## [Consigne 1]
Relevez, dans l'extrait sur le logement, les outils du pacte national pour le logement présentés comme déjà mis en œuvre.
## [Consigne 2]
D'après l'extrait sur le logement, combien de logements autorisés compte-t-on aujourd'hui ?
## [Consigne 3]
Poursuivez l'extrait sur le logement à partir de sa dernière phrase.

## [Extrait étudié]
Globalement, car le logement est un tout, selon les derniers chiffres connus, la construction de logements est passée de 277 000 voilà huit ans à 310 000 il y a quelques années, puis à 412 000 en 2005, et le nombre de logements autorisés atteint aujourd'hui 512 000. Personne ne peut le contester, cela représente un niveau inégalé en France depuis vingt-cinq ans.

Mais il nous faut aller plus loin si nous voulons réellement répondre aux besoins dans la durée. Il s'agit de prendre toutes les mesures complémentaires indispensables pour passer à une production annuelle de 500 000 logements, pour obtenir un triplement des logements sociaux dans les trois ans, conformément, d'ailleurs, à la loi de programmation pour la cohésion sociale, et, enfin, pour intervenir sur 60 000 logements par an dans le parc privé, dont 40 000 logements conventionnés, c'est-à-dire sociaux.

Telle est l'ambition du pacte national pour le logement, dont certains outils sont déjà mis en oeuvre : la délégation interministérielle, l'allongement à cinquante ans des prêts bonifiés accordés par la Caisse des dépôts et consignations, la dissociation du foncier et de la partie construction.

## [Données affichées]
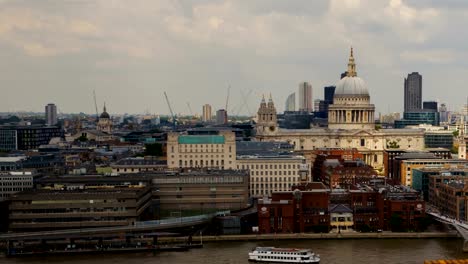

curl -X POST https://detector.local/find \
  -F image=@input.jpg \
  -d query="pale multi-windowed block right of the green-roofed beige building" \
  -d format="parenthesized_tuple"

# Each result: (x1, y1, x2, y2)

## [Résultat 1]
- la délégation interministérielle
- l'allongement à cinquante ans des prêts bonifiés accordés par la Caisse des dépôts et consignations
- la dissociation du foncier et de la partie construction

## [Résultat 2]
512 000 logements.

## [Résultat 3]
Il s'agit, d'abord, de libérer du foncier, pour pouvoir construire. Un inventaire des terrains de l'État disponibles a été fait, qui permettront la construction de 30 000 logements, dont plus de la moitié en Île-de-France.

Des prêts fonciers ont été mis en place par la Caisse des dépôts et consignations. Trois opérations d'intérêt national, comportant une forte dimension logement, sont d'ores et déjà lancées en Île-de-France, à la suite de la décision prise lors du Comité interministériel d'aménagement et de compétitivité des territoires du 6 mars dernier.

Le taux des prêts a été réduit au cours de l'année et leur durée allongée. À cet égard, 328 communes d'Île-de-France ont été transférées de la zone 2 à la zone 1, ce qui permet d'améliorer grandement les conditions de financement de ces opérations.

Par conséquent, chacun le reconnaît, les moyens financiers nécessaires pour construire sont en place.

Il s'agit, ensuite, de maîtriser la charge des loyers. La mise en place, depuis le 1er janvier dernier, du nouvel indice de révision des loyers évitera des variations conjoncturelles erratiques de ces révisions. Même si la situation évolue en réalité assez peu sur une longue période, nous éviterons ainsi d'avoir à déplorer des évolutions brutales.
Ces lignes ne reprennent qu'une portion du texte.